### Problem:
Please decide whether each statement agrees with the IBNS regulation text, answering yes or no and quoting the words of the text that settle it.
1. Dye packs are used to foil robberies in more than three quarters of U.S. banks.
2. Sweden permits the use of IBNS without any legal regulation.
3. Chile forbids the neutralising of national banknotes.

Dye packs are used to foil robberies in over 75% of banks in the U.S.

== Legislation and regulations ==

The use of IBNS is usually regulated by the presence or absence of a legal structure (legislation and regulations) as well as the legal conditions applying to the private security sector. Following are examples of the types of legal regulation pertaining to the neutralisation of national banknotes practised by the National Central Banks of various countries:
- Countries which permit the use of IBNS without legal or professional regulation or other restriction: Austria, Bosnia, Estonia, Latvia, Lithuania, the Netherlands, Slovenia, Switzerland, and the UK.
- Countries with legal regulation which permits the use of IBNS upon citing the regulation: Denmark, Finland, Netherlands, and Norway.
- Countries with legal regulation which permits the use of IBNS by technical agreement: Belgium, Croatia, France, Germany, Hungary, Ireland, Italy, Luxembourg, Portugal, and Sweden.
- Countries with legal regulation forbidding the unrestricted use of IBNS: Singapore, Poland, and Romania.
- Countries which forbid the neutralising of national banknotes either by legal regulation or by internal regulation of their national central bank: Argentina, Chile, Egypt, Indonesia, Paraguay, the Philippines, and Thailand.

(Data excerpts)

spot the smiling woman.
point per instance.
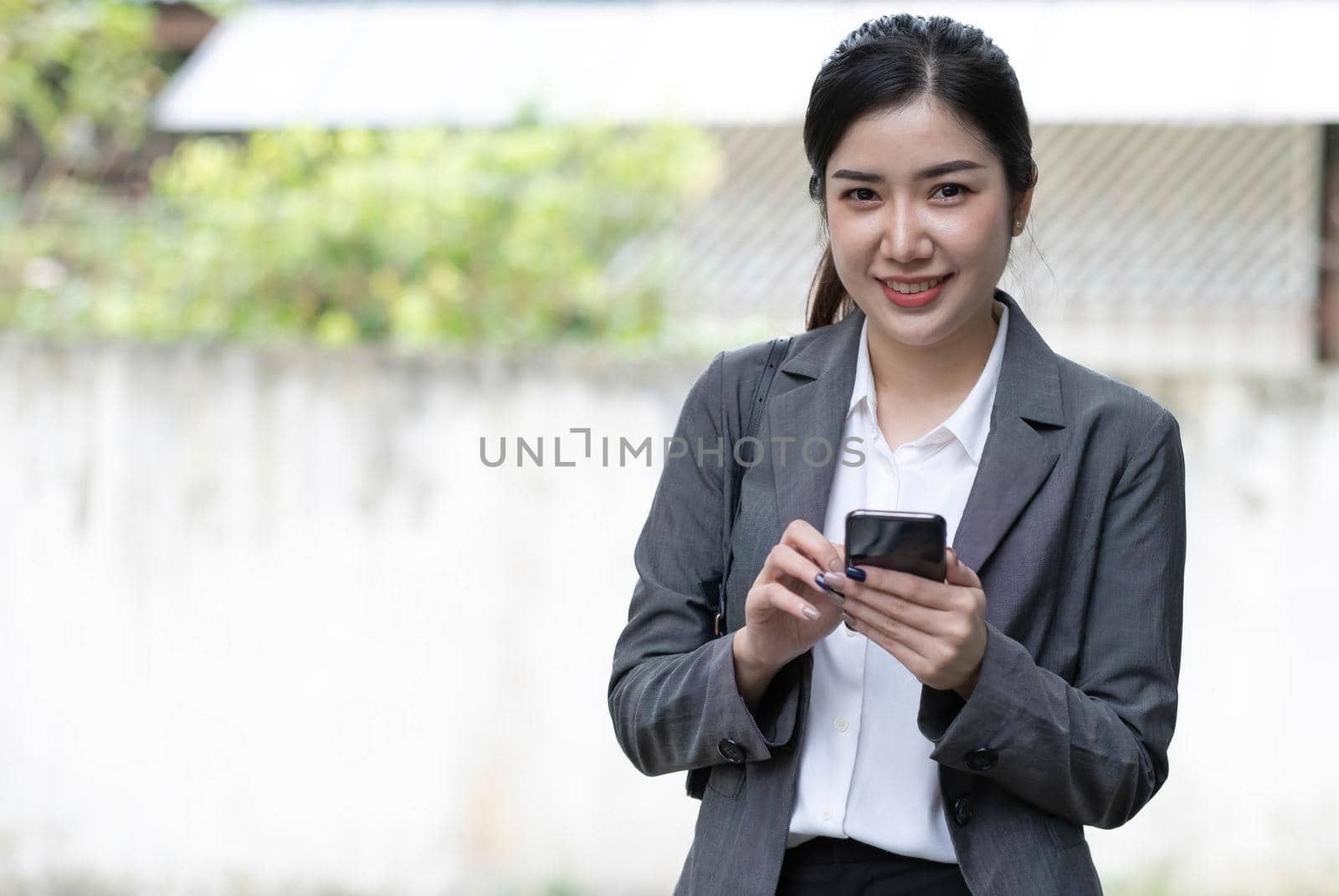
(955, 737)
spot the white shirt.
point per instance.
(864, 765)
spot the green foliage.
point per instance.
(421, 238)
(80, 74)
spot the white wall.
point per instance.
(271, 626)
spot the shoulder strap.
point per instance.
(716, 588)
(736, 472)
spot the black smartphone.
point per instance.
(897, 540)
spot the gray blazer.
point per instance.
(1075, 525)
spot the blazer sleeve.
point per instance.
(1095, 751)
(673, 693)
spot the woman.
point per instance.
(951, 737)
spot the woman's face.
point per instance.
(890, 216)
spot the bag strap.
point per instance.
(736, 470)
(716, 588)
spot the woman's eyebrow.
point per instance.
(937, 171)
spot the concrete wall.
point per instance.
(269, 626)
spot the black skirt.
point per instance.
(827, 865)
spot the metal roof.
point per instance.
(397, 64)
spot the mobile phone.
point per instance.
(897, 540)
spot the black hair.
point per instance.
(895, 60)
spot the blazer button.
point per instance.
(963, 809)
(731, 751)
(982, 760)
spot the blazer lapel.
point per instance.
(1015, 463)
(1018, 457)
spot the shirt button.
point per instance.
(982, 760)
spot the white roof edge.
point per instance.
(397, 64)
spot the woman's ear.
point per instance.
(1023, 205)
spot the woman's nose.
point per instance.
(904, 238)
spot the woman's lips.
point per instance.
(904, 300)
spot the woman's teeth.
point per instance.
(912, 288)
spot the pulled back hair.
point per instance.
(892, 62)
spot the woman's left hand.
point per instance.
(935, 628)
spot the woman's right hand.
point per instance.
(777, 628)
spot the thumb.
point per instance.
(959, 573)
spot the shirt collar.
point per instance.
(971, 422)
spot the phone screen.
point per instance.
(897, 540)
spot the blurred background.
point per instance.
(274, 274)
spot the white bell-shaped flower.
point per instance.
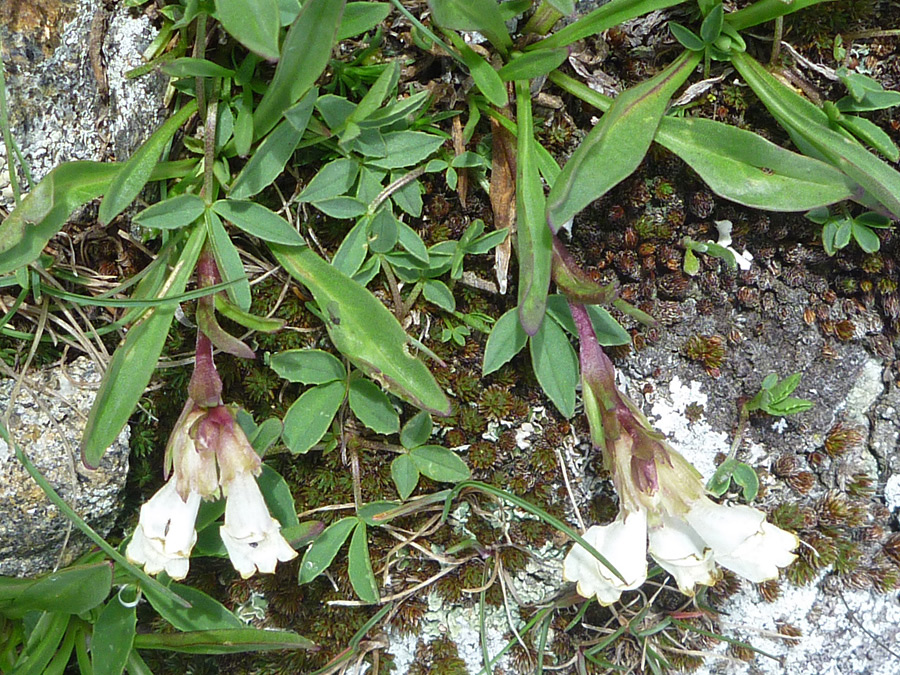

### Solution below:
1. Yes: "Dye packs are used to foil robberies in over 75% of banks in the U.S."
2. No: "Countries with legal regulation which permits the use of IBNS by technical agreement: Belgium, Croatia, France, Germany, Hungary, Ireland, Italy, Luxembourg, Portugal, and Sweden."
3. Yes: "Countries which forbid the neutralising of national banknotes either by legal regulation or by internal regulation of their national central bank: Argentina, Chile, Egypt, Indonesia, Paraguay, the Philippines, and Thailand."